[start]

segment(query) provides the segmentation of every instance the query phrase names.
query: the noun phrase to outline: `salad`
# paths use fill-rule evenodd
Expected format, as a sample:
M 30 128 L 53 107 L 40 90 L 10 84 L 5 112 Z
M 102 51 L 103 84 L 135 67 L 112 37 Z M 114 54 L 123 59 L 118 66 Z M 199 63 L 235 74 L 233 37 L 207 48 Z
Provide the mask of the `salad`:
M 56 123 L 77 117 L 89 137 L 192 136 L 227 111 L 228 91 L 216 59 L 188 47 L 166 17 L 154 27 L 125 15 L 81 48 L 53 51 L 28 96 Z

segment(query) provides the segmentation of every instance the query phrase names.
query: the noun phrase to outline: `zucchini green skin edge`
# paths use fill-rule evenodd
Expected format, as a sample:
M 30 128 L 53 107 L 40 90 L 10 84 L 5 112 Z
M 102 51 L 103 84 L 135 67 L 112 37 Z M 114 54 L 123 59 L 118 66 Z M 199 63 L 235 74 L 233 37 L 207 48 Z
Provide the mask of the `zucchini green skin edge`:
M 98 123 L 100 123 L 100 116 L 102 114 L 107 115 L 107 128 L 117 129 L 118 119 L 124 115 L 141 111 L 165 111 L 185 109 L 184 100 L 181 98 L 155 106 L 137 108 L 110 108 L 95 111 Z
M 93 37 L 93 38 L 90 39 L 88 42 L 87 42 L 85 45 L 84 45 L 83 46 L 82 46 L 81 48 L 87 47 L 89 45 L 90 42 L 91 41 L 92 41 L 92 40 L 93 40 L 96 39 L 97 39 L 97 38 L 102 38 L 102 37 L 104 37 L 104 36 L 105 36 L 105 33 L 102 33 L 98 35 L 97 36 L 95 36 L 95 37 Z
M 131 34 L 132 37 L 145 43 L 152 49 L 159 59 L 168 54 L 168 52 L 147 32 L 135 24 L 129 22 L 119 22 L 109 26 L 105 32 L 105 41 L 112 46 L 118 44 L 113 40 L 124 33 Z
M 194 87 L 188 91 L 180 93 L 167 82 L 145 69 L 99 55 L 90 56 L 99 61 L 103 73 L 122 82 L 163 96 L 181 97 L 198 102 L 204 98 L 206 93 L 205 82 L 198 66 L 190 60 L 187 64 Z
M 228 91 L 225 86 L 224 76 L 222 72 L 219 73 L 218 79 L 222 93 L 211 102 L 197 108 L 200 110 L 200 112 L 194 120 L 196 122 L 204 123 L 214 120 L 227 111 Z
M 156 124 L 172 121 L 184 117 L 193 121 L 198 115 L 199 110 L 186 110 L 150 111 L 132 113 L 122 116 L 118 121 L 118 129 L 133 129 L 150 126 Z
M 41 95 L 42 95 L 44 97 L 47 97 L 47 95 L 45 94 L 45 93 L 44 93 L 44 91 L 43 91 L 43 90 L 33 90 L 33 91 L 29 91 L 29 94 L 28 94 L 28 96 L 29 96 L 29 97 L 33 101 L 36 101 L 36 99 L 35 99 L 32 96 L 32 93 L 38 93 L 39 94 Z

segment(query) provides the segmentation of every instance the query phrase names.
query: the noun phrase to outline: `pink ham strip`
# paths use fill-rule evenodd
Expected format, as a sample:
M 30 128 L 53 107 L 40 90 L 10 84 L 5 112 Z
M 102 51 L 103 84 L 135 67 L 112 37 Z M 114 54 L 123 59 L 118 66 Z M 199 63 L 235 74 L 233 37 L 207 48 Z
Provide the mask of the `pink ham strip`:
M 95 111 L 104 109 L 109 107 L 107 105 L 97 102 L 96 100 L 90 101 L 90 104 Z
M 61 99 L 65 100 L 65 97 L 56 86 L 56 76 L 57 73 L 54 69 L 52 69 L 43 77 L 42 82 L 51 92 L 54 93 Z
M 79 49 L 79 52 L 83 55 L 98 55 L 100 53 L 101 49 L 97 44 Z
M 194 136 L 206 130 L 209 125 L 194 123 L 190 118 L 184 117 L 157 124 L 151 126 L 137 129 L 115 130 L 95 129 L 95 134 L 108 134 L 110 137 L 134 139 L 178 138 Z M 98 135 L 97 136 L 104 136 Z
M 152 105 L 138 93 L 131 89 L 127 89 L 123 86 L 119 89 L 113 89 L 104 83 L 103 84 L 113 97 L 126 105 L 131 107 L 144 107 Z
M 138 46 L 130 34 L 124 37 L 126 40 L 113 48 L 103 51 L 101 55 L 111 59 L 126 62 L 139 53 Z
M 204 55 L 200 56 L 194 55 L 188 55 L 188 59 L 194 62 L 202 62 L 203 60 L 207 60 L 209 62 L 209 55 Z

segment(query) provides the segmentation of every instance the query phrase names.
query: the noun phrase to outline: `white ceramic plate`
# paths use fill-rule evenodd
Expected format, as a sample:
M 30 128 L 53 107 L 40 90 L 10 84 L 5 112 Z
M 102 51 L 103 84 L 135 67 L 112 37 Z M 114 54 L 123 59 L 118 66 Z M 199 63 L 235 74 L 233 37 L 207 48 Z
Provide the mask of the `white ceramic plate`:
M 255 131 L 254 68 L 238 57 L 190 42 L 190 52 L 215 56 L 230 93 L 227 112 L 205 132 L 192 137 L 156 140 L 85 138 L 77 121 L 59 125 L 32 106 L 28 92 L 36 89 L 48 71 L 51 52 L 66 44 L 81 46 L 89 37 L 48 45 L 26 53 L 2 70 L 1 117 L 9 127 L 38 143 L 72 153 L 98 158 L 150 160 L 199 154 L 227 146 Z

[end]
[start]

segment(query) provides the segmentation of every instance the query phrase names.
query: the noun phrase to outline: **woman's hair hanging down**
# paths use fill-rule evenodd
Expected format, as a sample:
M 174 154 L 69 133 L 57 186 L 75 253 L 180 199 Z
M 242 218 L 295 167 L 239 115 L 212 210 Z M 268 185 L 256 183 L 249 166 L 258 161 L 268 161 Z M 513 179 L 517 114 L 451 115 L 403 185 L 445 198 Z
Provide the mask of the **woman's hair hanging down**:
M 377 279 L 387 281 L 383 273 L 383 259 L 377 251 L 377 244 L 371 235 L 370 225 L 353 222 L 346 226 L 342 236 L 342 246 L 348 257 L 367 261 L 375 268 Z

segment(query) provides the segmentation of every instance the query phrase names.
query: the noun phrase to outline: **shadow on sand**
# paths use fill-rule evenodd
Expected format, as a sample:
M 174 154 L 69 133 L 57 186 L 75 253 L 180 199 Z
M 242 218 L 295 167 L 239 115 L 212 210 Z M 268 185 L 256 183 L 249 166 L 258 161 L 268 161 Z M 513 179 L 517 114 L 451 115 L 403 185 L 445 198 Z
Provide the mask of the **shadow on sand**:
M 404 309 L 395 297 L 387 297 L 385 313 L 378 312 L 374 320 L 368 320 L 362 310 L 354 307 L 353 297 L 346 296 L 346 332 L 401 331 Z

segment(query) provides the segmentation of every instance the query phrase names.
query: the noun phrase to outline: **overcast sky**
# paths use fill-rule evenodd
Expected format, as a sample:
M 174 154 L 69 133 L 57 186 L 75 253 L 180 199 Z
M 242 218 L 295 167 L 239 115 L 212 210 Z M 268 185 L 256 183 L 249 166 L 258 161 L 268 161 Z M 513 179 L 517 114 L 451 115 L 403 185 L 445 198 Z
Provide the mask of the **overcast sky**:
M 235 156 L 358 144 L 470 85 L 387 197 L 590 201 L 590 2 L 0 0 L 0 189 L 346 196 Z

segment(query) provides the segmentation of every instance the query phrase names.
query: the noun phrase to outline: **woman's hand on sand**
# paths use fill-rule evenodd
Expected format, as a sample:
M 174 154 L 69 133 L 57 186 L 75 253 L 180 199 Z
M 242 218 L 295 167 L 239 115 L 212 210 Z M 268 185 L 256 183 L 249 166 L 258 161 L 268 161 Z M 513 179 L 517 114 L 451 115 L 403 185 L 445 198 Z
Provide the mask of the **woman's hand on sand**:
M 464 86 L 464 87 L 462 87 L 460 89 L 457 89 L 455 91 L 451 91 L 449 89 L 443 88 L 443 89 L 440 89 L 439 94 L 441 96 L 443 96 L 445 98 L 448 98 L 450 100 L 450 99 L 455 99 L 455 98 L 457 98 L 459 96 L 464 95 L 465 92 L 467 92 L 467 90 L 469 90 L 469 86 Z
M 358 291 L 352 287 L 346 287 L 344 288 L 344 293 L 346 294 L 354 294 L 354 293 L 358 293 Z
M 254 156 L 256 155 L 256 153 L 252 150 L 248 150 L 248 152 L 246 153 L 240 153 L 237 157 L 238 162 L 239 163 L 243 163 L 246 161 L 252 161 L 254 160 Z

[end]
[start]

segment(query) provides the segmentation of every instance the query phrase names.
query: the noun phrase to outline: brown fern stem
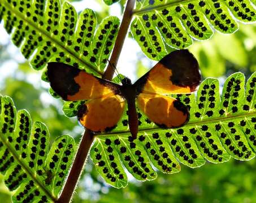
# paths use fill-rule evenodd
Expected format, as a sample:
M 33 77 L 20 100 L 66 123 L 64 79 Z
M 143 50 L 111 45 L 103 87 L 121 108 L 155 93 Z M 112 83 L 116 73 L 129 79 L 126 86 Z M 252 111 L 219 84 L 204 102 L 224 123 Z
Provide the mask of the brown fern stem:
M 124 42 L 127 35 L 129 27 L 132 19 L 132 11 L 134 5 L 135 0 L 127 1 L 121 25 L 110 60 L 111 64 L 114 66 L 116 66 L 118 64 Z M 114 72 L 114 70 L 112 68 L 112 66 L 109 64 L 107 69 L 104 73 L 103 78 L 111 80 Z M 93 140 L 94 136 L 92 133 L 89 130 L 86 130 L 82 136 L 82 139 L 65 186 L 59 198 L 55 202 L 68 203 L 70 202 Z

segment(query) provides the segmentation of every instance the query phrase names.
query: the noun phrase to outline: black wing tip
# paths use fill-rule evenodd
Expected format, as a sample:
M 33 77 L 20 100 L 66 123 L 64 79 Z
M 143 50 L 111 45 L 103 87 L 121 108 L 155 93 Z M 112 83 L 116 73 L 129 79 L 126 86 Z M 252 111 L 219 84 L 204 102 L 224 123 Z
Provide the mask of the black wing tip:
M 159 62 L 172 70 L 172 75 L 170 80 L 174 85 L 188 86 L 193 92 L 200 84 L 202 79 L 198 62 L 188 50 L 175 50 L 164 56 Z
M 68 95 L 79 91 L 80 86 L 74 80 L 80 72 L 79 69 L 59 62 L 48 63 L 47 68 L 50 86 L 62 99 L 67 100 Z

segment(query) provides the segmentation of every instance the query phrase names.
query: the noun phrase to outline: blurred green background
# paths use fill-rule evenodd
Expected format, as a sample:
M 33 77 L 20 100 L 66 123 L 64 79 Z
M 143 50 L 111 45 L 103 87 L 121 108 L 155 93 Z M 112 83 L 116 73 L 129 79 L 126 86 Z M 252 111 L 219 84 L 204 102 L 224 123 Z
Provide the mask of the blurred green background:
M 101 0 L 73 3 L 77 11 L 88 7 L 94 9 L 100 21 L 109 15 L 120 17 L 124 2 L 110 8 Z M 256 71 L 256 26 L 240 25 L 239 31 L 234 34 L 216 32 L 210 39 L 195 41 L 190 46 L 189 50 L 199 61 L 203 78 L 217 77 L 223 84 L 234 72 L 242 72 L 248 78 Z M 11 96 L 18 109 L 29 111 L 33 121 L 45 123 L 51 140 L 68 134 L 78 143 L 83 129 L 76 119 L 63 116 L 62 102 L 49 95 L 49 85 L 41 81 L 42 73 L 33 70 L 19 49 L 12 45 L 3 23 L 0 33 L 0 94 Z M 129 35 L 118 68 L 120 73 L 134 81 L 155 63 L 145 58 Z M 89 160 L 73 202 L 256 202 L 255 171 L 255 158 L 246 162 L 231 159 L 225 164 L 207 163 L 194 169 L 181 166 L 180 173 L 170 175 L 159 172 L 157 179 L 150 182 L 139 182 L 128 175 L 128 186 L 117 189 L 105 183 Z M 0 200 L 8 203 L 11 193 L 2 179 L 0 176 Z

[end]

> _Exercise directions_:
Pick out every line of the records that contains the string "stem" and copy each one in full.

> _Solution for this task_:
query: the noun phrase to outline: brown fern stem
Provide the mask of the brown fern stem:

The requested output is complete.